Data items
## Begin
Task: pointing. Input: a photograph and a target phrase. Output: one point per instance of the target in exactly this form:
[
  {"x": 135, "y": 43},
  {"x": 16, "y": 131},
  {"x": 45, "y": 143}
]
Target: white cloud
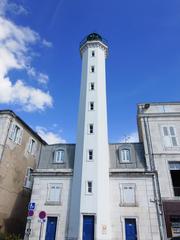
[
  {"x": 16, "y": 54},
  {"x": 43, "y": 78},
  {"x": 49, "y": 136},
  {"x": 46, "y": 43},
  {"x": 11, "y": 7},
  {"x": 131, "y": 137}
]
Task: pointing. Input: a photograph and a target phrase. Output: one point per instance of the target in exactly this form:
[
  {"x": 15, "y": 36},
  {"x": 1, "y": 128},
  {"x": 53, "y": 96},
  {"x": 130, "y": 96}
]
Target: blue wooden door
[
  {"x": 51, "y": 228},
  {"x": 88, "y": 227},
  {"x": 130, "y": 229}
]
## End
**SHORT PROBLEM:** Please return all of the lines above word for word, omitting the pictures.

**THE RESPONSE:**
Task: pointing. Input: a photograph and a target phrase. Output: one point per instance of the target in exactly this form:
[
  {"x": 135, "y": 43},
  {"x": 16, "y": 131},
  {"x": 45, "y": 143}
]
Target: white cloud
[
  {"x": 16, "y": 54},
  {"x": 43, "y": 78},
  {"x": 49, "y": 136},
  {"x": 46, "y": 43},
  {"x": 11, "y": 7},
  {"x": 131, "y": 137}
]
Task: pointing. Input: a photograph and a target phrase. Output: one point per instance of the target in exactly this form:
[
  {"x": 15, "y": 36},
  {"x": 1, "y": 128},
  {"x": 53, "y": 96},
  {"x": 130, "y": 96}
]
Target: blue wooden door
[
  {"x": 51, "y": 228},
  {"x": 88, "y": 227},
  {"x": 130, "y": 229}
]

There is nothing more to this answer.